• _QUÉ SE ESPERA_
Transcribe sin ningún cambio todas las líneas del material que figura a continuación.

• _INFORMACIÓN PROPORCIONADA_
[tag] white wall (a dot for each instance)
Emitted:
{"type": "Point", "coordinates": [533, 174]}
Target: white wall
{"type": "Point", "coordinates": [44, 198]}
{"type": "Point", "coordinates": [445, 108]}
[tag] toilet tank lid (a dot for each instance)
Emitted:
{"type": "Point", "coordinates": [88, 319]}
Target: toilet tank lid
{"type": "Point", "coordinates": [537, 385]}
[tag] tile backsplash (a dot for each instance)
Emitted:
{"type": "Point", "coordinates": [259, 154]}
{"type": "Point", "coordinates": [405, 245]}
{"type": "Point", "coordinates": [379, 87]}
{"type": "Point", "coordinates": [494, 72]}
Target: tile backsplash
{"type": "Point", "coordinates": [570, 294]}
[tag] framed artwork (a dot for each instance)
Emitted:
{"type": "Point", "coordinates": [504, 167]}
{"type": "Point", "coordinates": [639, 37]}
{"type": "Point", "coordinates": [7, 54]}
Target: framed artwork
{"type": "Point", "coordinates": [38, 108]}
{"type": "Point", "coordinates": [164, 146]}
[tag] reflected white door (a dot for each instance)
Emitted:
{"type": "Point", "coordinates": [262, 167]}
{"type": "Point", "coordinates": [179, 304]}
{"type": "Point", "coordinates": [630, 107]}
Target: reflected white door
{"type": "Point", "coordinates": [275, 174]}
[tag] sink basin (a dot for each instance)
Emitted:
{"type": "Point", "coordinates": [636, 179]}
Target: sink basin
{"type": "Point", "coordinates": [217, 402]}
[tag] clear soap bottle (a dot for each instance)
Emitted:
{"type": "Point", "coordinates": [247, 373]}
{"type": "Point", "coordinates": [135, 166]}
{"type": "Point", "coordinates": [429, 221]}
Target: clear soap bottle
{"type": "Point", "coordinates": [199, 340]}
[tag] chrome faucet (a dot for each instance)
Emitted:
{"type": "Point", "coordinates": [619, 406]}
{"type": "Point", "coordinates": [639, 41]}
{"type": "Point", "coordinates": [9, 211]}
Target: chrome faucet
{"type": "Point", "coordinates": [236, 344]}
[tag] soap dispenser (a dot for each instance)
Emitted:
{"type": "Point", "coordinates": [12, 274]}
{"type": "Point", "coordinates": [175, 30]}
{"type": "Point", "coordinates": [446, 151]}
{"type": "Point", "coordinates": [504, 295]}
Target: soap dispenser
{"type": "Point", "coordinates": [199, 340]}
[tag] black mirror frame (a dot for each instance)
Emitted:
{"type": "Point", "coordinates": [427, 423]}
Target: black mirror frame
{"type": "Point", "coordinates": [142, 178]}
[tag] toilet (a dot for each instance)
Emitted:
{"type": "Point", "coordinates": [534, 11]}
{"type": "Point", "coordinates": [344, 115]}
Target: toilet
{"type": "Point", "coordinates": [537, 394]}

• _RESULTADO DE TAREA_
[tag] white wall (a dot for each instance)
Emitted:
{"type": "Point", "coordinates": [533, 174]}
Target: white wall
{"type": "Point", "coordinates": [44, 198]}
{"type": "Point", "coordinates": [445, 108]}
[tag] toilet tank lid (a dot for each instance)
Emitted:
{"type": "Point", "coordinates": [88, 319]}
Target: toilet tank lid
{"type": "Point", "coordinates": [537, 385]}
[tag] tile backsplash (a dot for each instance)
Emitted:
{"type": "Point", "coordinates": [259, 154]}
{"type": "Point", "coordinates": [405, 245]}
{"type": "Point", "coordinates": [379, 87]}
{"type": "Point", "coordinates": [494, 72]}
Target: tile backsplash
{"type": "Point", "coordinates": [570, 294]}
[tag] framed artwork (a dot for each instance)
Emitted:
{"type": "Point", "coordinates": [504, 167]}
{"type": "Point", "coordinates": [639, 37]}
{"type": "Point", "coordinates": [7, 54]}
Target: framed artwork
{"type": "Point", "coordinates": [38, 108]}
{"type": "Point", "coordinates": [164, 146]}
[tag] reflected white door (a dot for each instance)
Emitted:
{"type": "Point", "coordinates": [262, 167]}
{"type": "Point", "coordinates": [179, 304]}
{"type": "Point", "coordinates": [630, 107]}
Target: reflected white door
{"type": "Point", "coordinates": [275, 174]}
[tag] sink basin (a dot for each instance)
Emitted:
{"type": "Point", "coordinates": [636, 179]}
Target: sink basin
{"type": "Point", "coordinates": [217, 402]}
[tag] clear soap bottle (a dot for each instance)
Emitted:
{"type": "Point", "coordinates": [247, 373]}
{"type": "Point", "coordinates": [135, 166]}
{"type": "Point", "coordinates": [429, 221]}
Target: clear soap bottle
{"type": "Point", "coordinates": [199, 340]}
[tag] chrome faucet (a dot for each instance)
Emitted:
{"type": "Point", "coordinates": [619, 406]}
{"type": "Point", "coordinates": [639, 41]}
{"type": "Point", "coordinates": [9, 211]}
Target: chrome faucet
{"type": "Point", "coordinates": [236, 344]}
[tag] soap dispenser (a dot for each instance)
Emitted:
{"type": "Point", "coordinates": [12, 274]}
{"type": "Point", "coordinates": [175, 30]}
{"type": "Point", "coordinates": [446, 151]}
{"type": "Point", "coordinates": [504, 295]}
Target: soap dispenser
{"type": "Point", "coordinates": [199, 340]}
[tag] black mirror frame (a dot for each instance)
Emitted:
{"type": "Point", "coordinates": [427, 423]}
Target: black mirror frame
{"type": "Point", "coordinates": [142, 178]}
[tag] toilet (a dot for each instance)
Emitted:
{"type": "Point", "coordinates": [534, 11]}
{"type": "Point", "coordinates": [344, 115]}
Target: toilet
{"type": "Point", "coordinates": [537, 394]}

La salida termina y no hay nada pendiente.